## TASK DIRECTIONS:
Set down every one of the records below word for word, keeping each line as it is.
**********
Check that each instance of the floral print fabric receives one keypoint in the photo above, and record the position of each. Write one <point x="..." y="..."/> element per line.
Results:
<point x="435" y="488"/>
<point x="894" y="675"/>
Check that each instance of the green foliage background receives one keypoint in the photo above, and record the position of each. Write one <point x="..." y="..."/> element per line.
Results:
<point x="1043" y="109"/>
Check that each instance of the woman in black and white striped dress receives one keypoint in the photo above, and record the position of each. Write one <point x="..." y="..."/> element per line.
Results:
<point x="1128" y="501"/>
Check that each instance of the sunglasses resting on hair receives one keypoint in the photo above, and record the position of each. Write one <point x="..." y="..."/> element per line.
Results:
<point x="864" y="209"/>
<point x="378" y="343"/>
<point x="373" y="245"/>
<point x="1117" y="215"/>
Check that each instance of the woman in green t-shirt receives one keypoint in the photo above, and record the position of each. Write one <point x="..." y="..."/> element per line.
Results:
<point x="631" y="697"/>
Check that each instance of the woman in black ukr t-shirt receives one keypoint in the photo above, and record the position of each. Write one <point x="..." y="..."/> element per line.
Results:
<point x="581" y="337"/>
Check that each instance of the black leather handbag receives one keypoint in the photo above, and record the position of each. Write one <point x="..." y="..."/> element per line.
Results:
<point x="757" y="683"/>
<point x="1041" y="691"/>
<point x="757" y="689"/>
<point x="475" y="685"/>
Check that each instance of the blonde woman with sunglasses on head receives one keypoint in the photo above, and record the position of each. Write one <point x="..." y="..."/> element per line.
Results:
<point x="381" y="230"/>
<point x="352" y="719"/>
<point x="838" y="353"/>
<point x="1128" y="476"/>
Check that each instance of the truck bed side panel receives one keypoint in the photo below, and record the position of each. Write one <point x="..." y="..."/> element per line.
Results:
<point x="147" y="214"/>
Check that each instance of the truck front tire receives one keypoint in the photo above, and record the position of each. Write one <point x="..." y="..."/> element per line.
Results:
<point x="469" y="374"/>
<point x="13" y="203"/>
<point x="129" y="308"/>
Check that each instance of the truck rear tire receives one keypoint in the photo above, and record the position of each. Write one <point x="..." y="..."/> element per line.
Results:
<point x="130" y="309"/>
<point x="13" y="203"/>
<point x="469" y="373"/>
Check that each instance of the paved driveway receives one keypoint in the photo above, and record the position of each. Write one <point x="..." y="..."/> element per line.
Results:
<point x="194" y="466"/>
**********
## REPLY:
Check that each instance of the floral print fabric receives one keypoint in the photo above, and record the position of each. Write one <point x="..." y="..."/> element per line.
Results:
<point x="435" y="488"/>
<point x="894" y="675"/>
Check that each instance of the green foliage background receives one keypoint in the photo above, and record the position of each. Write one <point x="..." y="..."/> element per line.
Results:
<point x="1043" y="109"/>
Check that each instance of the woman in black and white striped dress receives one keypoint in the photo above, and record the position of each. Write one <point x="..." y="..."/> element per line.
Results:
<point x="1128" y="501"/>
Check that each instance of the sunglasses resting on hair receives one keypoint in the photo above, and record the position of each. Write one <point x="..." y="..."/> element per line.
Results:
<point x="864" y="209"/>
<point x="378" y="343"/>
<point x="373" y="245"/>
<point x="1117" y="215"/>
Check that each instance of the woman in green t-shirt receives one keypoint in the photo above, and record the position of each. Write one <point x="..." y="..."/> element per line.
Results:
<point x="631" y="697"/>
Check that each instance of the woman in black ukr t-shirt receives one keypoint in the photo above, and record the position of each. Write one <point x="..." y="..."/> element per line.
Results:
<point x="581" y="337"/>
Check that each instance of the black leather handbag receives one keypoint in the photo above, and record the position of each. Write one <point x="..." y="..."/> element per line.
Results:
<point x="757" y="683"/>
<point x="1041" y="691"/>
<point x="757" y="689"/>
<point x="475" y="685"/>
Check that each instance of the blonde woman with sunglasses on head receives one keypoint in the photo above, and record the position of each. Write one <point x="..." y="..."/> element per line.
Results:
<point x="381" y="230"/>
<point x="352" y="719"/>
<point x="838" y="353"/>
<point x="1128" y="476"/>
Check that each instance of the truck bed side panel receives one keypoint in the photo below, and record the position of each. Write one <point x="..." y="..."/> element per line.
Results:
<point x="147" y="214"/>
Check that each instance of the truck front tire receives one keypoint in the photo above, and record the position of each. Write one <point x="..." y="..."/> element per line.
Results:
<point x="469" y="374"/>
<point x="13" y="203"/>
<point x="129" y="308"/>
Check that each instance of the truck rear tire receives one keypoint in the photo above, and record the position of each. Write one <point x="..." y="..."/> element per line.
Results:
<point x="130" y="309"/>
<point x="13" y="203"/>
<point x="469" y="373"/>
Check that each instance of the paved driveway receives one keypoint in the photo above, and record the position of each. Write one <point x="..." y="..."/> element per line.
Results:
<point x="194" y="466"/>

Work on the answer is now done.